- [Exercise inputs]
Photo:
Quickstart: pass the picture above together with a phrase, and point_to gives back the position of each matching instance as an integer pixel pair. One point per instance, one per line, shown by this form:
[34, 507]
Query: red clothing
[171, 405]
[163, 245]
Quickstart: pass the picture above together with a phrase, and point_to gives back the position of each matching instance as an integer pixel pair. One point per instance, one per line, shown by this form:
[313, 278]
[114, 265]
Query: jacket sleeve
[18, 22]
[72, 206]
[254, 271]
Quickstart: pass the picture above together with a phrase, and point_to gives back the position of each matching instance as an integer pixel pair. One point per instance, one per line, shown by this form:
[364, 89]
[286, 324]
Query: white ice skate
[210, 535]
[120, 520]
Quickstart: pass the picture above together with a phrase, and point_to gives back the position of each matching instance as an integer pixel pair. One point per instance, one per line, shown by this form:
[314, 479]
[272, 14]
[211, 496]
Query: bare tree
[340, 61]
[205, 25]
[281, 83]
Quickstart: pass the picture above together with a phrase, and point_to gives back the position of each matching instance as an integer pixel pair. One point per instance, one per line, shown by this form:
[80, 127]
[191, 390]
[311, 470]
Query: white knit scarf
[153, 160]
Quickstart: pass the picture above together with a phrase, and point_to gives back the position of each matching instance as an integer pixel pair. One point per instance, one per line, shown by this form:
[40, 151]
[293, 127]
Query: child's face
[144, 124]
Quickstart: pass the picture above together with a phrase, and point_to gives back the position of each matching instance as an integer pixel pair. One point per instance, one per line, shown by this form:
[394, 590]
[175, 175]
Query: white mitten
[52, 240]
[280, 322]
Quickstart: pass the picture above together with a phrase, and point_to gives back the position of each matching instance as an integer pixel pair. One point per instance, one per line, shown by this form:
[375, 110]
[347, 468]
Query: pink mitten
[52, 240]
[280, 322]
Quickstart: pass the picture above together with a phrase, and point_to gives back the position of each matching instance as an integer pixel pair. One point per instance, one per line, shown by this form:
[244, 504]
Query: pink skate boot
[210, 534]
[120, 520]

- [Problem requirements]
Return what is listed above, exactly and completely.

- [Answer to this task]
Photo:
Quickstart: pass the picture above together with a phrase, and point_to gives back the position of each matching instance as an integer pixel pair. One point per instance, one per line, shown by this form:
[34, 507]
Query: red clothing
[171, 405]
[163, 245]
Quickstart: pass the picture above together with a phrase, and point_to gives back the position of each matching instance as an integer pixel pair. One point per instance, one per line, shown by this form:
[313, 278]
[114, 265]
Query: jacket sleeve
[18, 22]
[72, 206]
[254, 271]
Quickstart: pass the picture above together with a phrase, and point_to gives back the position of each matching instance as an integer pixel pair. One point per instance, one per line, shown by this form:
[364, 89]
[286, 324]
Query: white ice skate
[210, 535]
[120, 520]
Quickstart: pass the picture above together with a phrase, and point_to gives back the position of each matching instance as an integer pixel pair. One point per instance, one per line, shown by this form:
[314, 479]
[272, 14]
[211, 496]
Query: bare tree
[340, 61]
[205, 25]
[281, 83]
Quickstart: pass the picture above together with a phrase, and point_to gives back the position of each matching instance as an integer pixel pair. One point per instance, one per line, shown by this form:
[80, 127]
[191, 390]
[311, 470]
Query: white knit scarf
[153, 160]
Quickstart: pass the picture above together with a phrase, and point_to gives back the position of each matching instance as an integer pixel pair. One point per instance, one per line, shown by this form:
[40, 151]
[293, 127]
Query: child's face
[144, 124]
Quickstart: pass the picture above together with a phrase, and point_to gives back the position of each matching instance as an integer pixel pair. One point per instance, one per line, shown by this form:
[394, 590]
[175, 175]
Query: white mitten
[52, 240]
[280, 322]
Quickstart: pass the picture above together with a phrase, and point_to gives back the position of each matching instance as an integer pixel pair. One point per instance, one per line, shown by this form:
[375, 110]
[347, 468]
Query: pink mitten
[52, 240]
[280, 322]
Quickstart: pass the picture above together with a phrase, and point_to gives back the position of each matching instance as an integer pixel pair. One point per instance, one per line, shown by this form:
[244, 504]
Query: pink skate boot
[210, 534]
[120, 520]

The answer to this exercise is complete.